Set down each line of the material that follows, exactly, with no pictures.

---------- The input

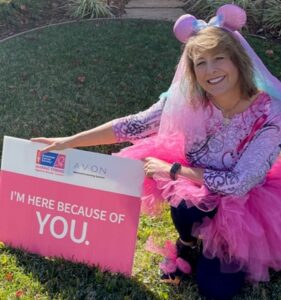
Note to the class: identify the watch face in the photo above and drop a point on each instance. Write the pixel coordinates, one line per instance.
(174, 170)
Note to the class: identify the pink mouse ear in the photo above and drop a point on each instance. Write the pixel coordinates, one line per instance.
(184, 27)
(234, 17)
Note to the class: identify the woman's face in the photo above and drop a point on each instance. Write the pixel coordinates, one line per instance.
(216, 73)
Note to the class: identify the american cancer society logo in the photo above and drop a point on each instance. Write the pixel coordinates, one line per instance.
(50, 162)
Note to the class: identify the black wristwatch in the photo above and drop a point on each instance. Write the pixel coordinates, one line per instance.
(174, 170)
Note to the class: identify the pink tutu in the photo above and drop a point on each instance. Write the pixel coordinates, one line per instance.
(245, 233)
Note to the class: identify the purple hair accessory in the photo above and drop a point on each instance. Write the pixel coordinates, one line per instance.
(234, 17)
(228, 16)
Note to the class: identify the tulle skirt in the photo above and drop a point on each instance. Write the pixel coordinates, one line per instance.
(245, 234)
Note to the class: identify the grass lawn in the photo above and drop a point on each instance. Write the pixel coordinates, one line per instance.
(64, 79)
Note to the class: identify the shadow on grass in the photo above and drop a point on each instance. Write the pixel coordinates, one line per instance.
(63, 279)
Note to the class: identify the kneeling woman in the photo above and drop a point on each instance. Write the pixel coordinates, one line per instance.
(210, 146)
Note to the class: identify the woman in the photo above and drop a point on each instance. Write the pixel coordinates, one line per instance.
(210, 146)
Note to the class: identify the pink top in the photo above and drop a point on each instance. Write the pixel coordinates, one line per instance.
(236, 156)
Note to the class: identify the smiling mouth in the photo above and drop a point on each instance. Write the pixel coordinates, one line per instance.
(216, 80)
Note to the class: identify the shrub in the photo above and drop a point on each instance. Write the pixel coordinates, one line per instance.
(89, 8)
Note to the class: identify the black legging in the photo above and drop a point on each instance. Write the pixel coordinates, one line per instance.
(212, 283)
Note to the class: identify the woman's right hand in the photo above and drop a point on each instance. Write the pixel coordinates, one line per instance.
(59, 143)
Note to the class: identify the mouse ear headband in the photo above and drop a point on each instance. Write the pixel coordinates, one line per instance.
(229, 16)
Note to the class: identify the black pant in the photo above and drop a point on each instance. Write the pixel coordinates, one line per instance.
(212, 283)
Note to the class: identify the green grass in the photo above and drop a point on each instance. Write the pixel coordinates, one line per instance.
(64, 79)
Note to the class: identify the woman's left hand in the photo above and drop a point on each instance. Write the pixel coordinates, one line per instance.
(153, 165)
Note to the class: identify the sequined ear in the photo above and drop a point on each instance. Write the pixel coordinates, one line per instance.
(233, 16)
(185, 27)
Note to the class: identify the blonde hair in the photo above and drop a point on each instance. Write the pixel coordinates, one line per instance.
(218, 40)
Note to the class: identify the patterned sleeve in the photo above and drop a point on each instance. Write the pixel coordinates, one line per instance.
(252, 166)
(140, 125)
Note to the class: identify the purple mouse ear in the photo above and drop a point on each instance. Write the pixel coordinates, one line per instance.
(234, 17)
(184, 27)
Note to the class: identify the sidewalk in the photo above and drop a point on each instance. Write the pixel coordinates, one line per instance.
(154, 9)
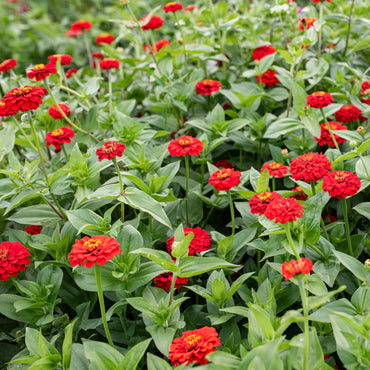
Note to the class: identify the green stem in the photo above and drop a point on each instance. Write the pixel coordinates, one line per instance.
(101, 304)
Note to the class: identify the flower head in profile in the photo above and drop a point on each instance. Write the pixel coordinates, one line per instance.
(14, 257)
(110, 149)
(225, 179)
(341, 184)
(98, 248)
(185, 145)
(292, 268)
(194, 346)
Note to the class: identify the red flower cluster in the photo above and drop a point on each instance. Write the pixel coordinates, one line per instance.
(207, 87)
(319, 99)
(58, 137)
(325, 137)
(341, 184)
(262, 51)
(185, 145)
(284, 210)
(348, 113)
(292, 268)
(99, 249)
(201, 241)
(310, 167)
(275, 169)
(225, 179)
(268, 78)
(110, 149)
(13, 259)
(194, 346)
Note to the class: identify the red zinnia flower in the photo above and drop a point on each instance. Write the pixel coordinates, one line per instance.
(154, 22)
(185, 145)
(284, 210)
(319, 99)
(13, 259)
(110, 149)
(325, 137)
(58, 137)
(268, 78)
(98, 248)
(292, 268)
(341, 184)
(172, 7)
(194, 346)
(65, 59)
(259, 202)
(262, 52)
(201, 241)
(33, 229)
(41, 71)
(207, 87)
(225, 179)
(275, 169)
(55, 113)
(348, 113)
(164, 281)
(108, 63)
(7, 64)
(104, 38)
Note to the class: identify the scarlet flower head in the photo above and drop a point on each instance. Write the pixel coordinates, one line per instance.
(41, 71)
(58, 137)
(98, 248)
(348, 113)
(185, 145)
(259, 202)
(110, 149)
(225, 179)
(319, 99)
(13, 259)
(207, 87)
(310, 167)
(325, 137)
(194, 346)
(201, 241)
(104, 38)
(172, 7)
(275, 169)
(292, 268)
(56, 114)
(284, 210)
(341, 184)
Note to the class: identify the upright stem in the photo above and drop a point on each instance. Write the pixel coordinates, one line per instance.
(101, 304)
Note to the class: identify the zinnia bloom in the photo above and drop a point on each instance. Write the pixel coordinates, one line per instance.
(194, 346)
(185, 145)
(201, 241)
(348, 113)
(310, 167)
(13, 259)
(325, 137)
(207, 87)
(55, 113)
(268, 78)
(98, 248)
(110, 149)
(292, 268)
(319, 99)
(225, 179)
(341, 184)
(259, 202)
(41, 71)
(275, 169)
(58, 137)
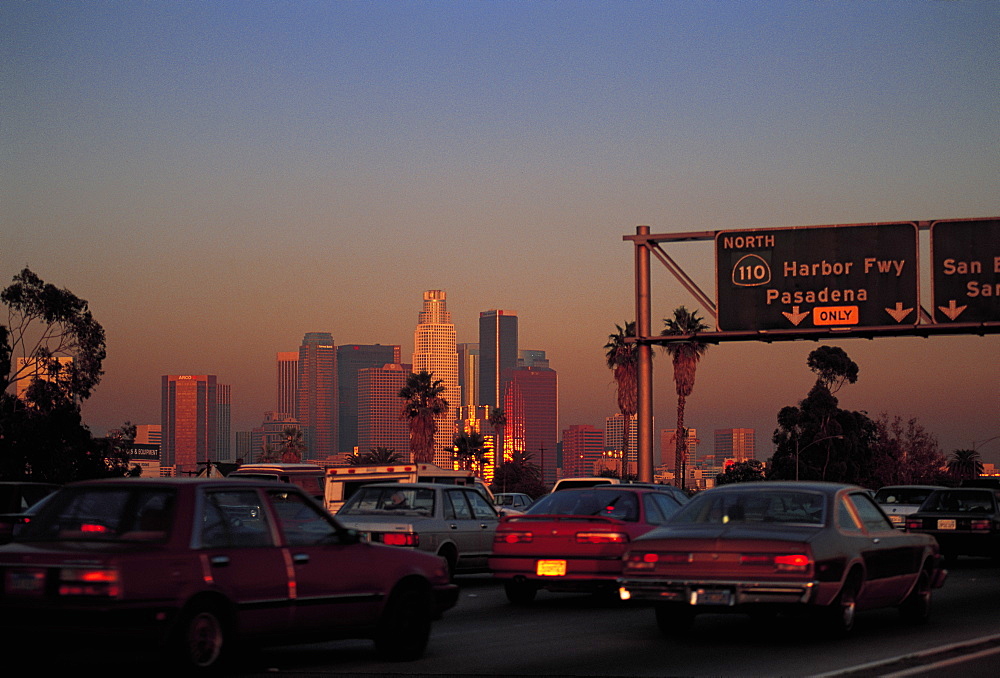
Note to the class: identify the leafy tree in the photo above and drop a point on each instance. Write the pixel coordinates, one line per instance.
(819, 441)
(519, 474)
(906, 454)
(747, 471)
(965, 464)
(470, 448)
(685, 355)
(623, 359)
(293, 446)
(42, 436)
(422, 405)
(46, 323)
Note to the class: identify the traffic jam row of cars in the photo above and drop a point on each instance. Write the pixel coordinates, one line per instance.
(203, 568)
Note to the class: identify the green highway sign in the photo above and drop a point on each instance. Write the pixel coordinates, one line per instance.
(859, 275)
(965, 255)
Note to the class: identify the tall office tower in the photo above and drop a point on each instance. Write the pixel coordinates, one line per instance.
(268, 438)
(188, 410)
(436, 351)
(614, 436)
(468, 373)
(223, 423)
(244, 449)
(583, 447)
(668, 445)
(738, 444)
(31, 369)
(287, 381)
(379, 403)
(531, 403)
(530, 358)
(316, 399)
(350, 359)
(497, 353)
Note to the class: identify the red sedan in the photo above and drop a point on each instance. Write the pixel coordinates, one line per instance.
(197, 567)
(767, 547)
(573, 540)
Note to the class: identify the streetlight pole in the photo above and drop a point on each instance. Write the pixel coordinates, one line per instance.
(798, 451)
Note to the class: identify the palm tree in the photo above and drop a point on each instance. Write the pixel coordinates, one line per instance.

--------------------

▶ **Reply**:
Note to the class: identify the watch face in the photo above and drop a point on each instance. Write the pixel coordinates, one line per instance.
(174, 170)
Note to the class: identify the pink mouse ear in the photo above and drop a point on each instance. Write the pixel coordinates, one line per instance.
(184, 27)
(234, 17)
Note to the class: identify the woman's face in the photo above and drop a point on each instance. Write the pixel coordinates, one line per instance.
(216, 73)
Note to the class: identify the american cancer society logo in the photo above and drop a point on each instance. Write the pixel coordinates, one line per instance.
(50, 162)
Note to the class: identify the black wristwatch in the photo above and drop a point on each instance. Write the pixel coordinates, one line per instance.
(174, 170)
Note to the class: identify the pink tutu in the photo above and drop a point on each instance. Write the pixel coordinates, one line per instance.
(245, 233)
Note to the class: identify the purple hair accessory in the photo above and drop a point on each instance. Write the pixel coordinates, one line per instance.
(234, 17)
(228, 16)
Note to the class: identify the tulle skirt in the photo above and drop a point on each instance. Write the pixel coordinates, one line per instance.
(245, 234)
Note to the class: identify the grass lawn in the photo above and drop a point on each instance. Write the pixel coordinates, one line per instance.
(64, 79)
Note to the class: identify the shadow on grass in the photo above and drop a point on each instance. Write the pixel coordinates, one line per instance.
(63, 279)
Note to the class: identify the kneeling woman in the photo above and drop a point on each instance. Write the pixel coordinates, one line per instance.
(210, 146)
Note to the class: identify the woman in the photo above and drop a point on each instance. Write the pixel coordinates, one line per instance.
(210, 146)
Note to the class: identify the pink top in the photo above and drop a point on each instance. Write the pixel coordinates, one line per instance.
(236, 156)
Note to the class: identify the smiling mouth in the photo above and drop a point on each instance. Write the pixel coordinates, one line per instance.
(216, 80)
Note to the class: identify the shrub in the photo above and drop a point on each instance. Write the pixel coordinates, one line per instance.
(89, 8)
Note to the class: identify the black legging in the photo above and drop a point on each instance. Write the pixel coordinates, one line per instance.
(212, 283)
Note to the class: identify the woman's right hand in the photo above and drop a point on each instance. Write the pixel coordinates, one line per instance.
(59, 143)
Note to the class: identify the mouse ear headband in the photo above and drop a point on each instance. Write the pixel coordinates, one line per instance.
(229, 16)
Note to the class: identify the black pant in the photo above and drop a point on each instance. Write the pixel coordinates, one line per instance.
(212, 283)
Note to the class: identify the green grass in the photo above and drop a point on each instance. Write the pixel coordinates, one line per instance.
(64, 79)
Note to the class: identify the woman's left hand in the photo above and drop a point on each instance. Write the pixel coordinates, one line per instance.
(153, 165)
Note to the class: identify the sequined ear in the photo above and drop a point on each instance. Write the pixel coordinates, one line per instance.
(233, 16)
(185, 27)
Note to the class: identify the blonde hair in the photo above and drop a point on each instance. Write the pixel coordinates, one line per instance.
(218, 40)
Note to the class: identify the patterned sleeve in the photo above and drop a point on each instance. Write the pixel coordinates, one line per instance.
(252, 166)
(140, 125)
Note to the class: identify the purple mouse ear in the photo above and drop a point on each instance. Write the pixel coordinates, one line per instance.
(234, 17)
(184, 27)
Note to the class: identify the sidewalk in the photo above and drop a point on each instance. Write the pixel coordinates, one line per instance.
(154, 9)
Note to the class: identify the green stem in the photo above and drop a point on each instance. Write the pixel coordinates, one line per instance.
(101, 304)
Note to the class: identify the flower head in profile in the photo above and drop a point on each instance. Write the pixel coordinates, one line per instance.
(14, 257)
(110, 149)
(225, 179)
(341, 184)
(98, 248)
(185, 145)
(292, 268)
(194, 346)
Note to the class: identify the red flower cluster in the photo above and drop a point on each instance. Write the pixel coordinates, one line per instance.
(207, 87)
(319, 99)
(58, 137)
(325, 137)
(341, 184)
(262, 51)
(185, 145)
(284, 210)
(348, 113)
(292, 268)
(99, 249)
(201, 241)
(310, 167)
(275, 169)
(225, 179)
(268, 78)
(110, 149)
(13, 259)
(194, 346)
Note to the class: identify the red zinnia flower in the photo above and drop a point on each instance. Write the pixel coordinates, one line per instance.
(154, 22)
(185, 145)
(284, 210)
(319, 99)
(13, 259)
(110, 149)
(325, 137)
(58, 137)
(268, 78)
(98, 248)
(292, 268)
(341, 184)
(172, 7)
(194, 346)
(65, 59)
(259, 202)
(262, 52)
(201, 241)
(33, 229)
(41, 71)
(207, 87)
(225, 179)
(275, 169)
(55, 113)
(348, 113)
(164, 281)
(108, 63)
(7, 64)
(104, 38)
Note to the class: identify the scarlet flower head in the photo above and drop a point on each instance. Write the pixel coordinates, one line per instance.
(41, 71)
(58, 137)
(98, 248)
(348, 113)
(185, 145)
(259, 202)
(110, 149)
(225, 179)
(319, 99)
(13, 259)
(207, 87)
(310, 167)
(325, 137)
(194, 346)
(201, 241)
(104, 38)
(172, 7)
(275, 169)
(292, 268)
(56, 114)
(284, 210)
(341, 184)
Note to the class: identify the upright stem in the photo above and drop a point on each instance. Write the pixel coordinates, one line per instance.
(101, 304)
Note to the class: identify the zinnia bloom in the photo above and drop a point on each instance. Write the pixel coordinates, one line per instance.
(194, 346)
(185, 145)
(201, 241)
(348, 113)
(310, 167)
(13, 259)
(325, 137)
(207, 87)
(55, 113)
(268, 78)
(98, 248)
(110, 149)
(292, 268)
(319, 99)
(225, 179)
(341, 184)
(259, 202)
(41, 71)
(275, 169)
(58, 137)
Note to the class: identify the leafy tree in the photo above and drop a point on each instance. Write the pixel coordinates, one line per instance.
(819, 441)
(519, 474)
(906, 454)
(747, 471)
(965, 464)
(470, 448)
(685, 355)
(623, 359)
(293, 446)
(42, 436)
(422, 405)
(46, 323)
Note to the class: identify the traffic jam row of cars in the photo above and drop a point on each instance. Write the pixel coordinates, one line per instance.
(203, 568)
Note to the class: identify the green highway sign in the photo above and drop a point on each instance. Write the pixel coordinates, one line per instance.
(859, 275)
(965, 255)
Note to the class: identify the tall office tower in the photo above and drop a point on each instance. Write the pixel coordinates, one line per instance.
(268, 438)
(188, 410)
(436, 351)
(614, 436)
(468, 373)
(223, 423)
(244, 449)
(583, 447)
(668, 445)
(738, 444)
(31, 369)
(287, 381)
(379, 403)
(531, 403)
(530, 358)
(316, 399)
(350, 359)
(497, 353)
Note to the class: identify the red sedan in the photo above and drop a point on each instance. Write the pixel coordinates, one line per instance.
(197, 567)
(767, 547)
(573, 540)
Note to the class: identify the streetlight pole in the photo above and drop a point on each instance. Write the pixel coordinates, one line per instance.
(798, 451)
Note to the class: identify the palm tree in the photo above and drop a point on each instance. Write the pixel coordinates, one line per instance.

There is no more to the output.